====== Texte fourni
La fracture peuple-élite, faillite du respect à la parole donnée

Comme nombre d'observateurs de la vie publique, je parle régulièrement de la fracture qui s'est peu à peu opérée entre ce qu'il est désormais convenu d'appeler "le peuple" et "les élites". Fracture, car le fossé indique une séparation, quand le mot de fracture montre bien que quelque chose s'est cassé ; or il est bien plus difficile de réparer une cassure que de combler un espace.
============
**Consigne A:** Dans le texte sur la fracture entre le peuple et les élites, remplacez "fossé" par "gouffre" et recopiez le passage compris entre "La fracture peuple-élite, faillite" et "combler un espace.", inclus.
**Consigne B:** D'après le texte sur la fracture entre le peuple et les élites, qu'est-il bien plus difficile de faire que de combler un espace ?
**Consigne C:** Poursuivez le texte sur la fracture entre le peuple et les élites à partir de sa dernière phrase.
Le matériel ci-dessous n'a aucun rapport avec le texte.
====== Extrait source
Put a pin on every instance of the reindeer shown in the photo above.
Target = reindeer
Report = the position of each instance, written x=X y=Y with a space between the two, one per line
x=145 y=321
============
**Réponse finale A:**
La fracture peuple-élite, faillite du respect à la parole donnée

Comme nombre d'observateurs de la vie publique, je parle régulièrement de la fracture qui s'est peu à peu opérée entre ce qu'il est désormais convenu d'appeler "le peuple" et "les élites". Fracture, car le gouffre indique une séparation, quand le mot de fracture montre bien que quelque chose s'est cassé ; or il est bien plus difficile de réparer une cassure que de combler un espace.

**Réponse finale B:** Réparer une cassure.

**Réponse finale C:**
Cette fracture est née de tant de facteurs, souvent petites causes mais au final grands effets, dont il serait inutile de dresser la liste. Ce serait un catalogue à la Prévert où figureraient les manquements au devoir, les omissions coupables, les travestissements de la réalité, les promesses non tenues, les mensonges éhontés, l'oubli de l'intérêt général, le service d'intérêts particuliers, les ambitions démesurées, le sentiment de totale impunité et pire que cela l'attitude détachée à trouver ça normal. Il y aurait aussi beaucoup à dire sur les relations incestueuses entre le monde politique et la sphère médiatique, maintes fois évoquées ici, entre les pouvoirs publics et le monde d'experts à la botte etc... Le résultat, c'est que la parole publique n'est plus crédible, et par voie de conséquence elle est de moins en moins audible, voire tolérée, ce qui fait le jeu de ceux qui rejettent en bloc un système perçu comme dévoyé : extrêmistes, populistes, zadistes..., et ce, partout en Europe. Les raisins de la colère sont en passe d'être vendangés.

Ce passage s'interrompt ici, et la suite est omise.